— EXERCISE PROMPT —
Return every line from the records below in which the word "long" is found.
___ SUPPLIED DATA
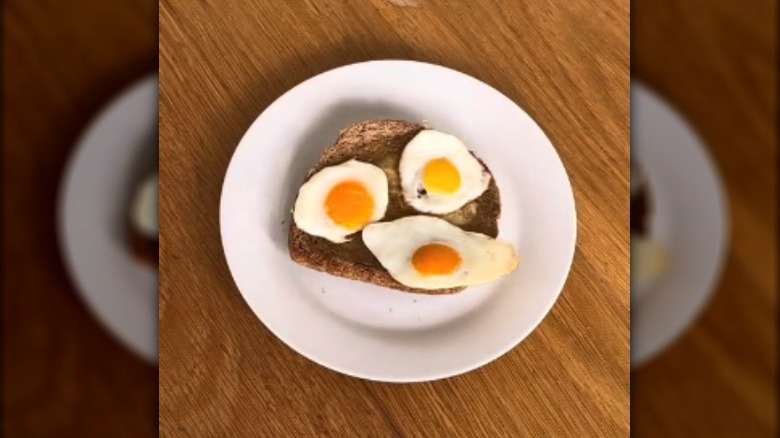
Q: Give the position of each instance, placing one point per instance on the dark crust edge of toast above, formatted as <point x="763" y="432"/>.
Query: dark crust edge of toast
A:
<point x="303" y="247"/>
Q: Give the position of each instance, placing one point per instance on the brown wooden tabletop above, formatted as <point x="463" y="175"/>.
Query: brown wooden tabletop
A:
<point x="222" y="373"/>
<point x="63" y="374"/>
<point x="715" y="62"/>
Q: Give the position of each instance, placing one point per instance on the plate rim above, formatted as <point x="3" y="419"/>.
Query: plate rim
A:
<point x="115" y="330"/>
<point x="686" y="322"/>
<point x="474" y="365"/>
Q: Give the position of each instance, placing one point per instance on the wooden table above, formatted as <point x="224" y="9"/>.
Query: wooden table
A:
<point x="64" y="375"/>
<point x="222" y="373"/>
<point x="715" y="61"/>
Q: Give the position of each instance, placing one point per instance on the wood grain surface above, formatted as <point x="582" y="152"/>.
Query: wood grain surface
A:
<point x="715" y="61"/>
<point x="222" y="373"/>
<point x="63" y="374"/>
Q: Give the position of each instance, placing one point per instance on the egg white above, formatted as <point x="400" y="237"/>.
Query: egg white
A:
<point x="394" y="243"/>
<point x="309" y="211"/>
<point x="429" y="145"/>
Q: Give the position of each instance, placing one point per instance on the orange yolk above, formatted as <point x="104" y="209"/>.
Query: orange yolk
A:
<point x="436" y="259"/>
<point x="350" y="205"/>
<point x="440" y="176"/>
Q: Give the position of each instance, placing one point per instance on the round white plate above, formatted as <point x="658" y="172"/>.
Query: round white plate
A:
<point x="93" y="202"/>
<point x="689" y="219"/>
<point x="368" y="331"/>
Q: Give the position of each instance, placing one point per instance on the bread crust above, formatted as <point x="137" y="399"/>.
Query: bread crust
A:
<point x="381" y="142"/>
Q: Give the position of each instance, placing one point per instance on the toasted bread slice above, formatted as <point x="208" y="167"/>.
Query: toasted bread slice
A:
<point x="381" y="142"/>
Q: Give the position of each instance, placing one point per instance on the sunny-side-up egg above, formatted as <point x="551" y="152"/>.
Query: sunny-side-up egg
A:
<point x="340" y="200"/>
<point x="438" y="173"/>
<point x="426" y="252"/>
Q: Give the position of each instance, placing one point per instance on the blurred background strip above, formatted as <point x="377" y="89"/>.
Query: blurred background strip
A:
<point x="715" y="61"/>
<point x="63" y="374"/>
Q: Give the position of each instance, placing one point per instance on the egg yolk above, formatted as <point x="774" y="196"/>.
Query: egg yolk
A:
<point x="350" y="205"/>
<point x="436" y="259"/>
<point x="440" y="176"/>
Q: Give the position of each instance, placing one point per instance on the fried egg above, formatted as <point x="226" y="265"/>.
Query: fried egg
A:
<point x="438" y="173"/>
<point x="143" y="210"/>
<point x="340" y="200"/>
<point x="649" y="261"/>
<point x="426" y="252"/>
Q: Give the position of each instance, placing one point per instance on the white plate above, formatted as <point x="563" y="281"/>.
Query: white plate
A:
<point x="689" y="218"/>
<point x="373" y="332"/>
<point x="92" y="211"/>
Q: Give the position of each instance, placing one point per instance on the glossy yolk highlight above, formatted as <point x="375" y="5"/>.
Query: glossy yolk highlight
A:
<point x="350" y="205"/>
<point x="436" y="259"/>
<point x="440" y="176"/>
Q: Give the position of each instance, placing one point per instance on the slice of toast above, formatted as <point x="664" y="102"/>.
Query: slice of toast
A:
<point x="381" y="142"/>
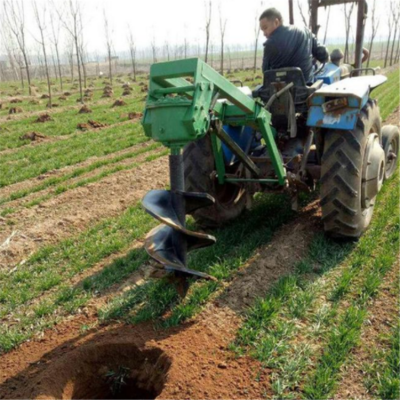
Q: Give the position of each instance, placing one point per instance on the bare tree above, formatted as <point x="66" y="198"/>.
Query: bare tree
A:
<point x="208" y="10"/>
<point x="327" y="23"/>
<point x="14" y="12"/>
<point x="302" y="13"/>
<point x="72" y="23"/>
<point x="41" y="23"/>
<point x="347" y="19"/>
<point x="396" y="59"/>
<point x="132" y="50"/>
<point x="55" y="29"/>
<point x="390" y="22"/>
<point x="374" y="27"/>
<point x="396" y="17"/>
<point x="222" y="30"/>
<point x="154" y="49"/>
<point x="108" y="44"/>
<point x="256" y="35"/>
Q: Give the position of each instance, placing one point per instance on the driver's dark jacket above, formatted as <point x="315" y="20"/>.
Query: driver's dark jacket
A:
<point x="290" y="46"/>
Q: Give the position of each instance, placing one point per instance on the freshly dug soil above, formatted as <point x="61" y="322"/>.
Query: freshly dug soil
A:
<point x="32" y="136"/>
<point x="44" y="118"/>
<point x="15" y="110"/>
<point x="84" y="110"/>
<point x="119" y="103"/>
<point x="190" y="361"/>
<point x="135" y="115"/>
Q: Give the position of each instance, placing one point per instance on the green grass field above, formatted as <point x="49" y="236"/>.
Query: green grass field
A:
<point x="303" y="330"/>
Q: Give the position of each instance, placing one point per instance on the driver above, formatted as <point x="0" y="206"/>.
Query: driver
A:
<point x="289" y="46"/>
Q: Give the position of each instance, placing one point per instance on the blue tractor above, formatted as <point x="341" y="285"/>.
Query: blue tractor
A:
<point x="228" y="142"/>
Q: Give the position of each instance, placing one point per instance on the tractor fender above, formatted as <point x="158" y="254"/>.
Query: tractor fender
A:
<point x="338" y="106"/>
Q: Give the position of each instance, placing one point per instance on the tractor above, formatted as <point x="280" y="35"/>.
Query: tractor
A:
<point x="228" y="143"/>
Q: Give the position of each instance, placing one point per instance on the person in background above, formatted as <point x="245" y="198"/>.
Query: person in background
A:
<point x="289" y="46"/>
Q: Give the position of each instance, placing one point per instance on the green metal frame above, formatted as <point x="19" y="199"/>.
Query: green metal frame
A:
<point x="182" y="101"/>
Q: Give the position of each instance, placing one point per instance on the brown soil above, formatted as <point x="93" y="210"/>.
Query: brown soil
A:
<point x="279" y="258"/>
<point x="15" y="110"/>
<point x="44" y="118"/>
<point x="7" y="190"/>
<point x="91" y="124"/>
<point x="135" y="115"/>
<point x="383" y="314"/>
<point x="65" y="363"/>
<point x="32" y="136"/>
<point x="84" y="110"/>
<point x="119" y="103"/>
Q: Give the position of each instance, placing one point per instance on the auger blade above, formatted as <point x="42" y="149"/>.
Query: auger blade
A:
<point x="160" y="245"/>
<point x="159" y="204"/>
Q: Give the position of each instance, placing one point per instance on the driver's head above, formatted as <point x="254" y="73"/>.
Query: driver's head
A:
<point x="270" y="19"/>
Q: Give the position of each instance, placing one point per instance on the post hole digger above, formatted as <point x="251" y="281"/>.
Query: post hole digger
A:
<point x="227" y="143"/>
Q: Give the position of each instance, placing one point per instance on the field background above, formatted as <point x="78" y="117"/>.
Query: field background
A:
<point x="299" y="315"/>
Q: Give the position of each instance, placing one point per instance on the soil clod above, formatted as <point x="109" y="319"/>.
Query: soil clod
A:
<point x="119" y="103"/>
<point x="15" y="110"/>
<point x="32" y="136"/>
<point x="85" y="110"/>
<point x="44" y="118"/>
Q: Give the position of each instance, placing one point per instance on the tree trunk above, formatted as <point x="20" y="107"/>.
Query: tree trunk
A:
<point x="393" y="44"/>
<point x="387" y="49"/>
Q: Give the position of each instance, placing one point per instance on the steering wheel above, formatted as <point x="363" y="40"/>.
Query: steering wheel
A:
<point x="320" y="69"/>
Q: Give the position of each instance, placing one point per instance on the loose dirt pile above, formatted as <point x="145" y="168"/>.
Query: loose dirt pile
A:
<point x="68" y="364"/>
<point x="84" y="110"/>
<point x="15" y="110"/>
<point x="32" y="136"/>
<point x="44" y="118"/>
<point x="119" y="103"/>
<point x="91" y="124"/>
<point x="135" y="115"/>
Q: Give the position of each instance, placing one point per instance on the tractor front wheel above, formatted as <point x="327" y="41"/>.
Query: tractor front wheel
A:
<point x="352" y="173"/>
<point x="230" y="199"/>
<point x="390" y="144"/>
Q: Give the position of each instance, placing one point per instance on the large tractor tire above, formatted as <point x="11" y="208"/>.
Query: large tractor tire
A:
<point x="230" y="200"/>
<point x="352" y="172"/>
<point x="390" y="144"/>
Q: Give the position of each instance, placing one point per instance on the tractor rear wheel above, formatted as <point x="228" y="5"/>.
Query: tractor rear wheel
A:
<point x="352" y="172"/>
<point x="230" y="199"/>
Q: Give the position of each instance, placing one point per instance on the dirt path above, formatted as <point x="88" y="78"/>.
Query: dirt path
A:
<point x="6" y="191"/>
<point x="74" y="210"/>
<point x="382" y="315"/>
<point x="190" y="361"/>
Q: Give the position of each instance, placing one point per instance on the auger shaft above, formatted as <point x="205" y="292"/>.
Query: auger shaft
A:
<point x="177" y="183"/>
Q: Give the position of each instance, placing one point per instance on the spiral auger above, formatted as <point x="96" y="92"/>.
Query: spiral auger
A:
<point x="170" y="242"/>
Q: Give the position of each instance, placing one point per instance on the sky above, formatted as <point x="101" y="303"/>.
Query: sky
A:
<point x="172" y="21"/>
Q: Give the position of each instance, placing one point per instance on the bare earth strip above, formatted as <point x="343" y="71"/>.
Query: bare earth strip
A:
<point x="74" y="210"/>
<point x="32" y="183"/>
<point x="199" y="347"/>
<point x="382" y="315"/>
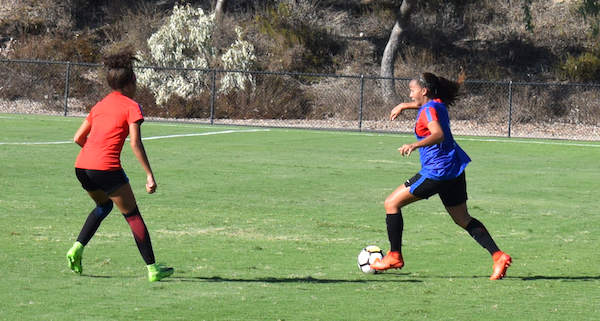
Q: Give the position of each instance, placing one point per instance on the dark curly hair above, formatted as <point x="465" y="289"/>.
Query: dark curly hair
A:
<point x="440" y="87"/>
<point x="119" y="68"/>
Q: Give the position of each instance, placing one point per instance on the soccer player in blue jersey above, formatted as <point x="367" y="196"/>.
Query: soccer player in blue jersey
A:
<point x="443" y="165"/>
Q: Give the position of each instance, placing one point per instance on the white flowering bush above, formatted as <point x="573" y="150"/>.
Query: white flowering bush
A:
<point x="182" y="50"/>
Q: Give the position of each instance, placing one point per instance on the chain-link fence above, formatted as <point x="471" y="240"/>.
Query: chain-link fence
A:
<point x="315" y="101"/>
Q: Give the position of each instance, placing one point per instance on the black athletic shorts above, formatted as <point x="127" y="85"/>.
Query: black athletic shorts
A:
<point x="452" y="192"/>
<point x="108" y="181"/>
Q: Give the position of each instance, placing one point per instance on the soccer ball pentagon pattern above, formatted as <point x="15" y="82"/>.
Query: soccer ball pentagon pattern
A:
<point x="367" y="256"/>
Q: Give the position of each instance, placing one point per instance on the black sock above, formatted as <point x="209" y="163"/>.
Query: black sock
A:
<point x="141" y="235"/>
<point x="395" y="225"/>
<point x="92" y="223"/>
<point x="482" y="236"/>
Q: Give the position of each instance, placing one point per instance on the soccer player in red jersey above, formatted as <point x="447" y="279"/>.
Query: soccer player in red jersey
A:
<point x="98" y="166"/>
<point x="442" y="172"/>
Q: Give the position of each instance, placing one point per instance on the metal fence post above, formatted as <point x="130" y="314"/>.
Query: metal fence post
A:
<point x="214" y="93"/>
<point x="360" y="109"/>
<point x="509" y="107"/>
<point x="67" y="88"/>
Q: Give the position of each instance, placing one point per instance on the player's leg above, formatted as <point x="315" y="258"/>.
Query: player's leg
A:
<point x="125" y="200"/>
<point x="454" y="197"/>
<point x="103" y="207"/>
<point x="395" y="225"/>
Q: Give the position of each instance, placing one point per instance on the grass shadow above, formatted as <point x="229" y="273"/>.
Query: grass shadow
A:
<point x="308" y="279"/>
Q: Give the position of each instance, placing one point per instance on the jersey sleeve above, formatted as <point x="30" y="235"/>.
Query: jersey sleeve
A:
<point x="134" y="114"/>
<point x="427" y="115"/>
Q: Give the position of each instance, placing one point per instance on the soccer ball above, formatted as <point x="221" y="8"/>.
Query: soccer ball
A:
<point x="367" y="256"/>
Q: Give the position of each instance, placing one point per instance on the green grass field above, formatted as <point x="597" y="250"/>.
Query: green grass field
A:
<point x="266" y="224"/>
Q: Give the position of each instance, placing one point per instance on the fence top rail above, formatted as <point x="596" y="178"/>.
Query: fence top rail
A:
<point x="510" y="82"/>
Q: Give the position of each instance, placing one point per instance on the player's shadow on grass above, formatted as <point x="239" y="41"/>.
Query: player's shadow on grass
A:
<point x="285" y="280"/>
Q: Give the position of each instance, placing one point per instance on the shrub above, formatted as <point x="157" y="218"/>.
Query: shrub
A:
<point x="183" y="45"/>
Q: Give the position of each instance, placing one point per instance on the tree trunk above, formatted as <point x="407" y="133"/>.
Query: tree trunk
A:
<point x="391" y="50"/>
<point x="220" y="9"/>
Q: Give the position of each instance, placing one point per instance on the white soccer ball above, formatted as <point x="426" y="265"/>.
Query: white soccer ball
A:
<point x="367" y="256"/>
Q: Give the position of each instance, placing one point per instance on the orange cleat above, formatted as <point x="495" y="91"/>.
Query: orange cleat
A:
<point x="501" y="263"/>
<point x="393" y="260"/>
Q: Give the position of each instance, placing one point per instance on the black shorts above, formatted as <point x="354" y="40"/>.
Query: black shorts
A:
<point x="108" y="181"/>
<point x="452" y="192"/>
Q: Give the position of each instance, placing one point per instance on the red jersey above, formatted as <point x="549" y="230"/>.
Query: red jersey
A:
<point x="110" y="119"/>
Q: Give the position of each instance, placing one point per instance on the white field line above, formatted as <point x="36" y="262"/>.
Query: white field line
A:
<point x="147" y="138"/>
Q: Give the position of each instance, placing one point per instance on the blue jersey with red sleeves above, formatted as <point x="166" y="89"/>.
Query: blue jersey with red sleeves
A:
<point x="445" y="160"/>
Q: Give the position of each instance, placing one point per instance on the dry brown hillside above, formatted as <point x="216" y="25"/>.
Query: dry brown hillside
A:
<point x="489" y="39"/>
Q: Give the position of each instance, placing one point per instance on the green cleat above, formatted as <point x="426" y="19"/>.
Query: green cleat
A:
<point x="74" y="258"/>
<point x="158" y="272"/>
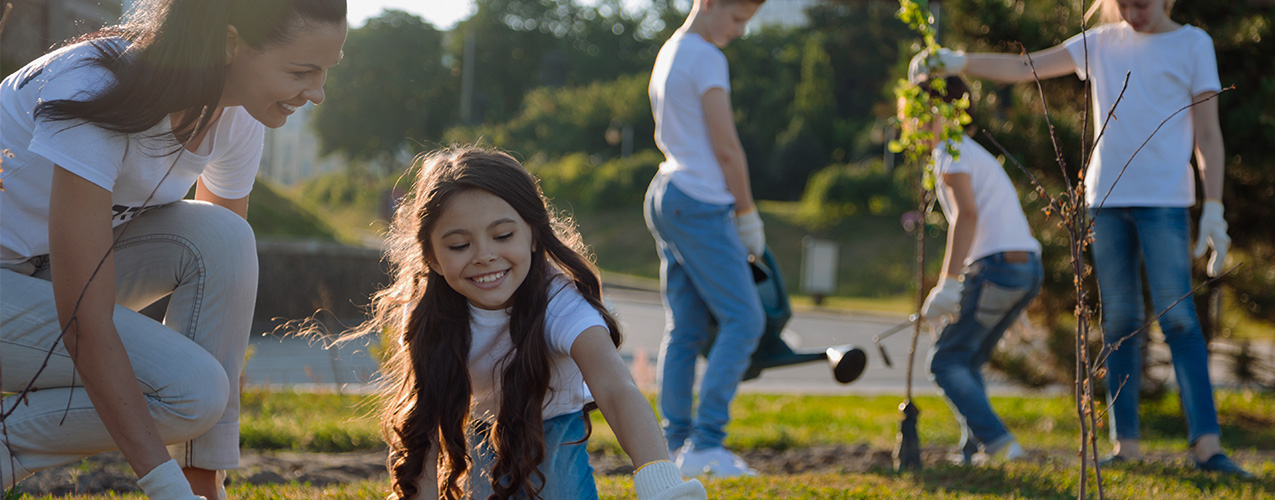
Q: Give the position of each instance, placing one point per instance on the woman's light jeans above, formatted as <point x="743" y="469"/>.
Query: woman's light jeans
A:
<point x="704" y="277"/>
<point x="1125" y="240"/>
<point x="993" y="296"/>
<point x="188" y="367"/>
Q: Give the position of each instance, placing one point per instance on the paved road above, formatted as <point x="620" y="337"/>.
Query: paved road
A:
<point x="301" y="364"/>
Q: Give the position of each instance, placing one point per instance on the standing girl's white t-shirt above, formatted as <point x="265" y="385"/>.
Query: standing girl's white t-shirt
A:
<point x="1165" y="72"/>
<point x="133" y="167"/>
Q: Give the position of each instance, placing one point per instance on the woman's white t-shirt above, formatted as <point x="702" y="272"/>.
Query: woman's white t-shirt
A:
<point x="1165" y="72"/>
<point x="566" y="316"/>
<point x="129" y="166"/>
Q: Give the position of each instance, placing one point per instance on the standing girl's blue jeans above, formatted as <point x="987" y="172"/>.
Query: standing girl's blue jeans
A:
<point x="566" y="470"/>
<point x="995" y="294"/>
<point x="1126" y="239"/>
<point x="704" y="277"/>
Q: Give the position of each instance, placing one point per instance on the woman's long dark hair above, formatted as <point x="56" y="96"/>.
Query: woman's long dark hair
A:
<point x="429" y="369"/>
<point x="176" y="59"/>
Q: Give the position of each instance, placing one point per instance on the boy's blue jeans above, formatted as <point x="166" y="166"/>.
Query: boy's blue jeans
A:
<point x="704" y="276"/>
<point x="995" y="294"/>
<point x="1125" y="239"/>
<point x="566" y="470"/>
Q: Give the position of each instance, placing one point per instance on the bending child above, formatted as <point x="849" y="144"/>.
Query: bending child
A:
<point x="499" y="324"/>
<point x="1143" y="218"/>
<point x="991" y="272"/>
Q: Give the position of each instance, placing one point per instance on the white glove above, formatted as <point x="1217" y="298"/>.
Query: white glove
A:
<point x="167" y="482"/>
<point x="942" y="63"/>
<point x="944" y="300"/>
<point x="662" y="480"/>
<point x="749" y="226"/>
<point x="1213" y="232"/>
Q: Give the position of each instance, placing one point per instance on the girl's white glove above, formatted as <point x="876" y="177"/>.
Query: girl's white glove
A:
<point x="942" y="63"/>
<point x="662" y="480"/>
<point x="1213" y="232"/>
<point x="944" y="300"/>
<point x="751" y="232"/>
<point x="167" y="482"/>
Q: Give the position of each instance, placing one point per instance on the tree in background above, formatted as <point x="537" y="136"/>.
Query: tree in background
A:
<point x="390" y="89"/>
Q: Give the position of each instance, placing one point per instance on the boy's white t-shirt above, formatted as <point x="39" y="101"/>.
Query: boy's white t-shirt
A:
<point x="686" y="68"/>
<point x="129" y="166"/>
<point x="566" y="316"/>
<point x="1165" y="72"/>
<point x="1001" y="223"/>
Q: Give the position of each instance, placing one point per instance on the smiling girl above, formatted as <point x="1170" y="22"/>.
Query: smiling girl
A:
<point x="1141" y="221"/>
<point x="502" y="346"/>
<point x="107" y="135"/>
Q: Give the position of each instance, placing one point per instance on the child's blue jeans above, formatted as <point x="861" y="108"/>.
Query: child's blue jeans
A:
<point x="704" y="277"/>
<point x="1125" y="240"/>
<point x="995" y="294"/>
<point x="566" y="470"/>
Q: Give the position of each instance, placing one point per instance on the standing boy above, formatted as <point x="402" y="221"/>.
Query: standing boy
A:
<point x="700" y="209"/>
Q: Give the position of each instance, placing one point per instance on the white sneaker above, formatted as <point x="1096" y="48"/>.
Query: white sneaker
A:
<point x="717" y="462"/>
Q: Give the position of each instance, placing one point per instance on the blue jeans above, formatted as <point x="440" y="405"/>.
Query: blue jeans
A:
<point x="566" y="470"/>
<point x="996" y="291"/>
<point x="1125" y="239"/>
<point x="704" y="277"/>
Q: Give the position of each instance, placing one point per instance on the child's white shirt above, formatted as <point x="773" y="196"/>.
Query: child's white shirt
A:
<point x="1001" y="223"/>
<point x="686" y="68"/>
<point x="129" y="166"/>
<point x="1165" y="72"/>
<point x="566" y="316"/>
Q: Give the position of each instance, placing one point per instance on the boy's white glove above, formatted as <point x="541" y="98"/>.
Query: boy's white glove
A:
<point x="944" y="300"/>
<point x="1213" y="232"/>
<point x="942" y="63"/>
<point x="167" y="482"/>
<point x="662" y="480"/>
<point x="751" y="232"/>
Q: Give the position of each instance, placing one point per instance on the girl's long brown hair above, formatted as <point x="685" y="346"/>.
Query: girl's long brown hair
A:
<point x="430" y="387"/>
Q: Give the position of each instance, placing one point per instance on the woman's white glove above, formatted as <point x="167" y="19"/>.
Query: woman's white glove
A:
<point x="942" y="63"/>
<point x="1213" y="232"/>
<point x="167" y="482"/>
<point x="944" y="300"/>
<point x="751" y="232"/>
<point x="662" y="480"/>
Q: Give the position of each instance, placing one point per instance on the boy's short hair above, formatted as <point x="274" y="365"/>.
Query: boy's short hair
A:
<point x="956" y="88"/>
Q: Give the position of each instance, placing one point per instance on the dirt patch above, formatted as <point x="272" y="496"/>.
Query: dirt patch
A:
<point x="110" y="472"/>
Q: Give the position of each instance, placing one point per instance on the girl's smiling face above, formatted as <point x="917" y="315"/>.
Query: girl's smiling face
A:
<point x="482" y="248"/>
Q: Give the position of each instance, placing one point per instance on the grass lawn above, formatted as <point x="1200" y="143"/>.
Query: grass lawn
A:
<point x="774" y="424"/>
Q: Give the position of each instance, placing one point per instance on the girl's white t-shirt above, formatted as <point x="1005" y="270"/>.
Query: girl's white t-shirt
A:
<point x="129" y="166"/>
<point x="1165" y="72"/>
<point x="566" y="316"/>
<point x="686" y="68"/>
<point x="1001" y="223"/>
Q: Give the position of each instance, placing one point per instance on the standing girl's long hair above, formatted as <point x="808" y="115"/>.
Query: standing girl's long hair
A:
<point x="175" y="59"/>
<point x="430" y="393"/>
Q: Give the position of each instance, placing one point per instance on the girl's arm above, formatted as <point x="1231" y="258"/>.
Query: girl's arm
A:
<point x="719" y="119"/>
<point x="1209" y="146"/>
<point x="1012" y="68"/>
<point x="960" y="234"/>
<point x="79" y="235"/>
<point x="237" y="205"/>
<point x="625" y="407"/>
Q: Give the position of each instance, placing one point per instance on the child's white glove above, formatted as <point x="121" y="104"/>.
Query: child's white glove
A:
<point x="167" y="482"/>
<point x="751" y="232"/>
<point x="662" y="480"/>
<point x="944" y="300"/>
<point x="1213" y="232"/>
<point x="942" y="63"/>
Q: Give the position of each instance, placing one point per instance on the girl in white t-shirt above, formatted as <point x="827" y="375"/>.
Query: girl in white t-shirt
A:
<point x="497" y="323"/>
<point x="1141" y="220"/>
<point x="105" y="138"/>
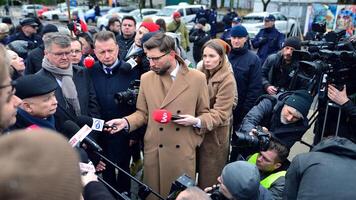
______
— TASK OUTPUT —
Q: Give the position of each instance, placing one point per instance on the woman's long dark hair above, formatted as <point x="56" y="96"/>.
Query: woman's long dark hair
Q: Give the position of each instance, placing one point per instance on the girl's long brown hair above, formatted as <point x="685" y="346"/>.
Query: girl's long brown hair
Q: Give the position of each instance, placing one point per instance on the standing girl's long hair above, formatted as <point x="808" y="115"/>.
Query: standing girl's long hair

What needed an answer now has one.